Convert the material below into a JSON array of strings, one string per line, omitting blank lines and leaving out the pictures.

═══ Records provided ═══

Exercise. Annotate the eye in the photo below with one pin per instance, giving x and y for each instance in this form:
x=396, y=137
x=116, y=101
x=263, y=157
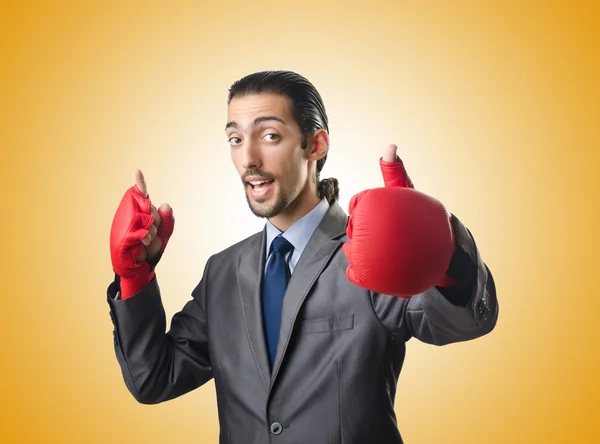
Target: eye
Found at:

═══

→ Result of this exercise
[
  "Exercise. Annotate the eye in the photo below with one pin per instance, giving x and y for each instance in this form:",
  "x=396, y=137",
  "x=116, y=101",
  "x=263, y=157",
  "Target: eye",
  "Found at:"
]